Material shown
* * *
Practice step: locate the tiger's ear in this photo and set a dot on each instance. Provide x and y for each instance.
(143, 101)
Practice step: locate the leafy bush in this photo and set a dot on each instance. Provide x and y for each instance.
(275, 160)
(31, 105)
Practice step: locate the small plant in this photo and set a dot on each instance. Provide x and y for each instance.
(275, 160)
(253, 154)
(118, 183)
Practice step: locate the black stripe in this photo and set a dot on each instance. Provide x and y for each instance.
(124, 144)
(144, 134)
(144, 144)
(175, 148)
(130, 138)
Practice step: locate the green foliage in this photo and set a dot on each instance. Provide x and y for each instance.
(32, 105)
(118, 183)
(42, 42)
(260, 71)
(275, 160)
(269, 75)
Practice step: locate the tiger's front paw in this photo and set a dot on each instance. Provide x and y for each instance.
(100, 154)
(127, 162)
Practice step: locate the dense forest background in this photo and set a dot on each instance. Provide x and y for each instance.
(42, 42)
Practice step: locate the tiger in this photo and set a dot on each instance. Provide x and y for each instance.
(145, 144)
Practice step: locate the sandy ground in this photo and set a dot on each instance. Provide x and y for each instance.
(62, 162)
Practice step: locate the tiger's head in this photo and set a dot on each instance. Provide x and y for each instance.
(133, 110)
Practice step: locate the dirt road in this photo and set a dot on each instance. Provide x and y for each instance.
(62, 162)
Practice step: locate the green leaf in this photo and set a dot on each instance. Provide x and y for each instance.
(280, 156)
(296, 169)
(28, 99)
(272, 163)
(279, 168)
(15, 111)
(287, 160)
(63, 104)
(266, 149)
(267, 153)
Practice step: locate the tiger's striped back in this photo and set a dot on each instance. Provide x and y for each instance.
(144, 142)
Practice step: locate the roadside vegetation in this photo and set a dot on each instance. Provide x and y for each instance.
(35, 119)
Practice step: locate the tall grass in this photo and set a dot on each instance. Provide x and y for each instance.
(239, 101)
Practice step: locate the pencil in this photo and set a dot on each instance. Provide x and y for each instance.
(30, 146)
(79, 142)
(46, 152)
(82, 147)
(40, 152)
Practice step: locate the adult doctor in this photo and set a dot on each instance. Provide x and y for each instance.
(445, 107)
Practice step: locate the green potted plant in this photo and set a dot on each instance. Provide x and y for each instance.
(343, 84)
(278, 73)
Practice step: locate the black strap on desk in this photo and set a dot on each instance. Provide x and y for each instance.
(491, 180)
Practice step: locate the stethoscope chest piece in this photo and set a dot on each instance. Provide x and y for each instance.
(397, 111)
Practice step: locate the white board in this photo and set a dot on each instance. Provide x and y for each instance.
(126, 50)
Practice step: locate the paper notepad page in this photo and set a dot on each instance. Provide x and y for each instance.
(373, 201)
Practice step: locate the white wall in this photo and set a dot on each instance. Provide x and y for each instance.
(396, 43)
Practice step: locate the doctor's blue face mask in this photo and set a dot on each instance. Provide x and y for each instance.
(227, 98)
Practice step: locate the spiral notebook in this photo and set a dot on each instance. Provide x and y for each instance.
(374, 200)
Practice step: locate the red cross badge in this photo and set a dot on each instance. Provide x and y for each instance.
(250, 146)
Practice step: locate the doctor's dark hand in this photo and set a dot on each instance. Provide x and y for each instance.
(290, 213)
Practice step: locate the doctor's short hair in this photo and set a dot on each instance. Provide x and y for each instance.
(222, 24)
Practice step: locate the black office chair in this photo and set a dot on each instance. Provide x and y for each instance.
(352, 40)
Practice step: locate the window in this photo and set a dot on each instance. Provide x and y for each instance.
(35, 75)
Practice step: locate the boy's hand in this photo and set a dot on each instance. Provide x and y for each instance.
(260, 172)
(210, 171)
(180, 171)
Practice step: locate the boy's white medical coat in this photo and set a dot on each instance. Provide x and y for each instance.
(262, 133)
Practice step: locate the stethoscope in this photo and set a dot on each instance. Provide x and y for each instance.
* * *
What the task requires
Line by line, please copy the listing exactly.

Your response
Practice step: locate the tiger's ear in this photo and set a dot on each instance. Provide x and y for each instance.
(143, 101)
Practice step: locate the leafy bush in this photo and set a dot on each instance. Provide x and y for each instance.
(275, 160)
(31, 105)
Practice step: locate the small plant in this photo and set a dot on each instance. Provide x and y for each instance.
(275, 160)
(253, 154)
(118, 183)
Practice step: locate the black stripe in this photo and set a dot on each instance. Provide x and y for each instance.
(124, 144)
(144, 134)
(144, 144)
(175, 148)
(130, 138)
Practice step: locate the green foliage in this photo and set a dot on each instance. Provide x and y for each instance.
(32, 105)
(118, 183)
(42, 42)
(260, 71)
(275, 160)
(269, 75)
Practice step: locate the tiger's front paw in this photo and set a dot on each instance. Provide x and y for each instance.
(100, 154)
(127, 162)
Practice step: locate the dense forest background in this photo and set a dot on each instance. Provide x and y for each instance.
(42, 42)
Practice step: locate the tiger in this photo and set a dot on each instance. Provide x and y for each instance.
(145, 144)
Practice step: locate the sandy ground in this photo and set a dot on each instance. Provide x and y for each instance.
(62, 162)
Practice step: locate the tiger's head in this photo and set a dot on each instance. Provide x and y for each instance.
(133, 110)
Practice step: locate the dirt road in this photo and set a dot on each instance. Provide x and y for each instance.
(62, 162)
Practice step: locate the green leaf in this photo and set a dot on each instance. Provide x and y for each instance.
(280, 156)
(296, 169)
(28, 99)
(272, 163)
(279, 168)
(15, 111)
(287, 160)
(63, 104)
(266, 149)
(267, 153)
Practice step: locate the tiger's striped back in this photo and set a dot on each instance. Provide x and y for each instance.
(144, 142)
Practice step: locate the roadside vegetation in this photo and set a dot on each instance. Provide x and y for each instance.
(35, 119)
Practice step: locate the tall grass in this photo and set a dot on each instance. Provide x and y for each instance.
(239, 101)
Practice step: locate the pencil in this photo and set a dot on each instance. Provide x and y for each instance.
(30, 146)
(79, 142)
(46, 152)
(82, 147)
(40, 152)
Practice step: locate the adult doctor in this photo and set a dot on each instance. Provide x and y for each instance.
(445, 107)
Practice step: locate the green potted plant in this photo and set a dot on each instance. Provide x and y for each instance.
(343, 84)
(278, 73)
Practice step: locate the black strap on desk in this photo and set a dot on each instance. Provide x and y for each instance.
(491, 180)
Practice step: locate the stethoscope chest piece in this photo and set a dot on each instance. Provide x and y for each instance.
(397, 111)
Practice step: locate the white board in this photo and set a dot on each instance. Provide x and y for each instance.
(126, 50)
Practice step: locate the paper notepad page in this photo and set a dot on each instance. Provide x and y for each instance.
(373, 201)
Practice step: locate the white wall in this photo and set a dot on each instance. Provide x and y for each instance.
(396, 43)
Practice step: locate the doctor's blue face mask in this photo and set a dot on each instance. Provide x and y for each instance.
(227, 98)
Practice step: locate the spiral notebook in this photo and set a dot on each instance. Provide x and y for each instance.
(374, 200)
Practice step: locate the red cross badge in this photo and set a dot on each instance. Provide x and y for each instance.
(250, 146)
Practice step: locate the doctor's dark hand in this photo and set a dot on each instance. Provide x and y for each instance.
(290, 213)
Practice step: locate the doctor's short hair in this photo and set a dot on each instance. Provide x and y for each instance.
(222, 24)
Practice step: locate the black office chair in this photo and set a dot on each instance. Provide x and y for each instance.
(352, 40)
Practice step: locate the window in this photo and set a dot on each instance. Provide x and y for each instance.
(35, 75)
Practice step: locate the boy's hand in this photo and set a dot on each instance. Provide x and y for each instance.
(260, 172)
(210, 171)
(180, 171)
Practice step: locate the boy's white medical coat in this photo and set a dot on each instance. Provide x and y for each instance.
(262, 133)
Practice step: locate the stethoscope in this photo and set a dot on each instance. Provide x and y for each instance.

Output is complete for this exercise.